解釈可能性: 自動 ML でのモデル説明 (プレビュー)

[アーティクル]
06/03/2023

この記事では、Python SDK を使用して、Azure Machine Learning で自動機械学習 (自動 ML) モデルの説明を取得する方法について説明します。自動 ML は、生成されるモデルの特徴量の重要度を理解するのに役立ちます。

1\.0.85 より後のすべての SDK バージョンは、既定で model_explainability=True となります。 SDK バージョン 1.0.85 以前のバージョンでは、モデルの解釈可能性を使用するために、ユーザーは AutoMLConfig オブジェクトに model_explainability=True を設定する必要があります。

この記事では、次のことについて説明します。

最良のモデルまたは任意のモデルのトレーニング中の解釈可能性を実行する。
データや説明のパターンを確認するのに役立つ視覚化を有効にする。
推論中またはスコアリング中の解釈可能性を実装する。

前提条件

解釈可能性の機能。 pip install azureml-interpret を実行して、必要なパッケージを取得します。
自動 ML の実験の作成に関する知識。 Azure Machine Learning SDK の使用方法の詳細については、この物体検出モデルのチュートリアルを完了するか、「自動 ML 実験を構成する方法」を参照してください。

§ 提供データ
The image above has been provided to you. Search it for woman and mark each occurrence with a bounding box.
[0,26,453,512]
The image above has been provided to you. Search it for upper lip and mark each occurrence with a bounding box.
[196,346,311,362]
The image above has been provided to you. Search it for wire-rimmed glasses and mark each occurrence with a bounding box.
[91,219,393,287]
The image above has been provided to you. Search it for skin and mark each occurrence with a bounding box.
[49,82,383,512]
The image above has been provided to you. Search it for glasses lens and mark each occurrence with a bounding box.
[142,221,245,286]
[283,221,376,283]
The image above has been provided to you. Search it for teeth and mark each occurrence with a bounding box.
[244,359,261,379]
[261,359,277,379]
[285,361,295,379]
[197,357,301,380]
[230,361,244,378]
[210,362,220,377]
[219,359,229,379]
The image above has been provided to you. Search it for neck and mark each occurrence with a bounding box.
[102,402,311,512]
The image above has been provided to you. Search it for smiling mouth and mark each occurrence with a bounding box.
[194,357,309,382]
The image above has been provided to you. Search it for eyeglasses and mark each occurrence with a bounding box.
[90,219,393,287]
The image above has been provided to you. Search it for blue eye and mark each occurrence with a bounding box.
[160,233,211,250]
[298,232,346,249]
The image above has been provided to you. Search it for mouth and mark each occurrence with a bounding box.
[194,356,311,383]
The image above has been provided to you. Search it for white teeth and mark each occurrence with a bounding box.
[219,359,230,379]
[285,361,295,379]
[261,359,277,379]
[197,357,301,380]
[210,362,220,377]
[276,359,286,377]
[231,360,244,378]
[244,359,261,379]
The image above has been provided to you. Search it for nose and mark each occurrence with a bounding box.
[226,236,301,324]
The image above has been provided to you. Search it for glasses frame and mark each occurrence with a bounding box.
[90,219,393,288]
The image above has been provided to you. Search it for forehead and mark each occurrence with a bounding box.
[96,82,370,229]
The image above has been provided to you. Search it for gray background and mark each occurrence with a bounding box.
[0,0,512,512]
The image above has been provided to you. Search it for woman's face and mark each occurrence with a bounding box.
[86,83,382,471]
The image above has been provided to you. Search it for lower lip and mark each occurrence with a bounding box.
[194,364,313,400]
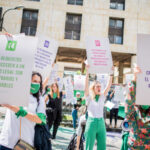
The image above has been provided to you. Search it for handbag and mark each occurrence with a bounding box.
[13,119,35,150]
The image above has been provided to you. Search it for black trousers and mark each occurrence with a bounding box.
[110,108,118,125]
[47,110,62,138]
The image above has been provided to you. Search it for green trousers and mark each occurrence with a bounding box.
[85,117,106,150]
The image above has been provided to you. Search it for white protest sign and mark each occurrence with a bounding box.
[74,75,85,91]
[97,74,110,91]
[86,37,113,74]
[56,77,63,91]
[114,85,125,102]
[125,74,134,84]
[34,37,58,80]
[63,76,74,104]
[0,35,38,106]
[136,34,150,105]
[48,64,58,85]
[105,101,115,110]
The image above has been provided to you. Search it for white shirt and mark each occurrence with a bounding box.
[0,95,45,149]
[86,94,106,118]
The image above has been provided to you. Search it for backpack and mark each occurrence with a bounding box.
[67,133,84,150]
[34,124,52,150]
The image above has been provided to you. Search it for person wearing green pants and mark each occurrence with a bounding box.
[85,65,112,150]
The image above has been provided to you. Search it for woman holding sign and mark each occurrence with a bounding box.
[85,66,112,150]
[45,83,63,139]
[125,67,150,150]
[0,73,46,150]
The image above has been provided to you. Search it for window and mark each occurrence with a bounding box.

* * *

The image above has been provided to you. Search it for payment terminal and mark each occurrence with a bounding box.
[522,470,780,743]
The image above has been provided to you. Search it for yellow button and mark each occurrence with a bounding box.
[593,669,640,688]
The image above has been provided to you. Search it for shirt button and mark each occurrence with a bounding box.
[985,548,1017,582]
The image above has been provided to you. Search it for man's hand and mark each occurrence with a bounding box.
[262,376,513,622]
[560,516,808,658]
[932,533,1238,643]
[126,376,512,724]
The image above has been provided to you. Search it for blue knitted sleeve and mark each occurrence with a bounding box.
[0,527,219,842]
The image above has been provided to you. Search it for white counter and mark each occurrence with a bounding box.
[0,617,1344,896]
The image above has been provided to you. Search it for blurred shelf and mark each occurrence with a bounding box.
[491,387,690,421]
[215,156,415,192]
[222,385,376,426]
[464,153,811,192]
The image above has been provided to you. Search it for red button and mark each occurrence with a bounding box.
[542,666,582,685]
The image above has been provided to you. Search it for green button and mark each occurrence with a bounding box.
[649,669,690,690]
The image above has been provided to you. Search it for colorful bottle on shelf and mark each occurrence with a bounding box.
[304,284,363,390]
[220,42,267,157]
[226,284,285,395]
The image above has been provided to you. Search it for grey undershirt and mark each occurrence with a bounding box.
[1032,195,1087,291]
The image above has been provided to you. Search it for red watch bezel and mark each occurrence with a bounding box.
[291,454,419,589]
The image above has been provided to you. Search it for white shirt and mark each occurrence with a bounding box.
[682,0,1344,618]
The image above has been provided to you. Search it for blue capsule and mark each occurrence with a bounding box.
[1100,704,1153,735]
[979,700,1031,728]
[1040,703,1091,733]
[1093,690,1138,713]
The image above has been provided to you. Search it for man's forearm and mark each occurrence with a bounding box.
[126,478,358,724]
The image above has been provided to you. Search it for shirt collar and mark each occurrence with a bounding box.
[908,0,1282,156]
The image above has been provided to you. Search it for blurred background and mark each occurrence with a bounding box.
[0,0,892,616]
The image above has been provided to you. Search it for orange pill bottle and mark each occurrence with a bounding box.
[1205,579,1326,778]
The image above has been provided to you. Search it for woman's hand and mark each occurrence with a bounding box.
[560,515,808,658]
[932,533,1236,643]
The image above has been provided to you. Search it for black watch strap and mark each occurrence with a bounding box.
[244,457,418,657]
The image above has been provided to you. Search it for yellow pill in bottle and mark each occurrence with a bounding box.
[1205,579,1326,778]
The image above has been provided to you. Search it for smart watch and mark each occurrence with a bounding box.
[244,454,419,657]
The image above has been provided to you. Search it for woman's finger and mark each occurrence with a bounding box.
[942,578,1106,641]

...

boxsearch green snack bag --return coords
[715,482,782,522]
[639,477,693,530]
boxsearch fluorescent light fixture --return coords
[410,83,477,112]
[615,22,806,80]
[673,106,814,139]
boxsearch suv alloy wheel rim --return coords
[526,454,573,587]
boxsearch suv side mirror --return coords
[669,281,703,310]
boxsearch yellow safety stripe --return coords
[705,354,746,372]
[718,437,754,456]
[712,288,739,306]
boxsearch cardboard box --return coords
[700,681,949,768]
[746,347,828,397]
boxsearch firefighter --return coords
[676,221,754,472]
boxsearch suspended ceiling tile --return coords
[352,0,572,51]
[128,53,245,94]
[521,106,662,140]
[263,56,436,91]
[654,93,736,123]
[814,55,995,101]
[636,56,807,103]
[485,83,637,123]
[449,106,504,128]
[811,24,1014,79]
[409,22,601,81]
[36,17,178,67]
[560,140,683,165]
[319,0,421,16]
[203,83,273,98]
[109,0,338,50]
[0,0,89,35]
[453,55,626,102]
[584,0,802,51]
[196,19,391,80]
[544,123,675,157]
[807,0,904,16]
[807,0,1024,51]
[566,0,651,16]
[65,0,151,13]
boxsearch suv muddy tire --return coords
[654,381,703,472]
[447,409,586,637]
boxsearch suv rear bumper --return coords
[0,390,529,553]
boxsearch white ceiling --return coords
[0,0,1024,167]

§ 指示
A. 自動 ML のモデル説明の記事から、「この記事では、Python SDK を使用して、Azure」から「この記事では、次のことについて説明します。」までを一字一句そのまま書き写すこと。
B. 自動 ML のモデル説明の記事によると、解釈可能性に必要なパッケージを取得するには何を実行するか。
C. 自動 ML のモデル説明の記事の続きを、最後の文の後から書き進めること。
データの各行は、本文とは別の出典から取られている。

§ 回答
A.
この記事では、Python SDK を使用して、Azure Machine Learning で自動機械学習 (自動 ML) モデルの説明を取得する方法について説明します。自動 ML は、生成されるモデルの特徴量の重要度を理解するのに役立ちます。

1\.0.85 より後のすべての SDK バージョンは、既定で model_explainability=True となります。 SDK バージョン 1.0.85 以前のバージョンでは、モデルの解釈可能性を使用するために、ユーザーは AutoMLConfig オブジェクトに model_explainability=True を設定する必要があります。

この記事では、次のことについて説明します。

B. pip install azureml-interpret を実行する。

C.
重要

現在、この機能はパブリックプレビュー段階にあります。このプレビューバージョンはサービスレベルアグリーメントなしで提供されており、運用環境のワークロードに使用することは推奨されません。特定の機能はサポート対象ではなく、機能が制限されることがあります。

詳しくは、Microsoft Azure プレビューの追加使用条件に関するページをご覧ください。

最良のモデルのトレーニング中の解釈可能性

best_run から説明を取得します。これには、生の特徴とエンジニアリングされた特徴の両方の説明が含まれます。

Note

自動 ML 予測実験で推奨される TCNForecaster モデルでは、解釈能力、モデルの説明は使用できません。

最適な実行からエンジニアリングされた特徴量の重要度をダウンロードする

ExplanationClient を使用して、best_run の成果物ストアからエンジニアリングされた特徴の説明をダウンロードできます。

from azureml.interpret import ExplanationClient

client = ExplanationClient.from_run(best_run)
engineered_explanations = client.download_model_explanation(raw=False)
print(engineered_explanations.get_feature_importance_dict())

最適な実行から生の特徴量の重要度をダウンロードする

ExplanationClient を使用して、best_run の成果物ストアから生の特徴の説明をダウンロードできます。

from azureml.interpret import ExplanationClient

client = ExplanationClient.from_run(best_run)
raw_explanations = client.download_model_explanation(raw=True)
print(raw_explanations.get_feature_importance_dict())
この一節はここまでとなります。